Aim
Gather every line in the records below that contains the string "text", and copy each one. Case counts when matching.

Available data
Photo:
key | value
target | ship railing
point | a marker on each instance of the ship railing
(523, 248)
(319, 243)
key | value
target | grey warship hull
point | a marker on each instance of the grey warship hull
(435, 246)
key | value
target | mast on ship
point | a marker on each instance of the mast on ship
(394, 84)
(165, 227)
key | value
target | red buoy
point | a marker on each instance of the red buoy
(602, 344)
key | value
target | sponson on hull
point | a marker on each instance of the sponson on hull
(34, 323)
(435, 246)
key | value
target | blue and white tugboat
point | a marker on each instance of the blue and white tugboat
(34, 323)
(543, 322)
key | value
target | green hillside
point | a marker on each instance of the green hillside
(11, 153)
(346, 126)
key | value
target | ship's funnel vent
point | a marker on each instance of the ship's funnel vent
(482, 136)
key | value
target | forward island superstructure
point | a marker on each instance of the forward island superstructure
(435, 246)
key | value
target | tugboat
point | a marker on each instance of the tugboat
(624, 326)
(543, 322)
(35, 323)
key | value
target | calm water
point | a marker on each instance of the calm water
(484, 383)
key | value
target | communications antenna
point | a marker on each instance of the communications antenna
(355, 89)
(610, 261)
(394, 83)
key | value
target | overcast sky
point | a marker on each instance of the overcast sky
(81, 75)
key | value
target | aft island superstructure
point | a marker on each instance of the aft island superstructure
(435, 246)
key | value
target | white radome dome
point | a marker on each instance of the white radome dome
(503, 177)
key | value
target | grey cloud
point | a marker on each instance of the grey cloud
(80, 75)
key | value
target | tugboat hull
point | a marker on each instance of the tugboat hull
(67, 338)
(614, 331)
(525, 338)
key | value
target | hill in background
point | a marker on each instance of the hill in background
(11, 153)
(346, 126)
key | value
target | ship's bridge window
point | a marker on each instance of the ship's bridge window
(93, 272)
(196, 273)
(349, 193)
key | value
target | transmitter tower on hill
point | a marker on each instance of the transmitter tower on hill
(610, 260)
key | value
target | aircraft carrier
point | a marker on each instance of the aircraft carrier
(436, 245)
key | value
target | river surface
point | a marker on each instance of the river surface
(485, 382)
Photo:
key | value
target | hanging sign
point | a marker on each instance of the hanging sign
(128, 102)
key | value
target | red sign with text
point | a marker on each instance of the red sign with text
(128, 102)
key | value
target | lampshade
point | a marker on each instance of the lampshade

Exercise answer
target | red sign with text
point | a marker on each instance of the red sign with text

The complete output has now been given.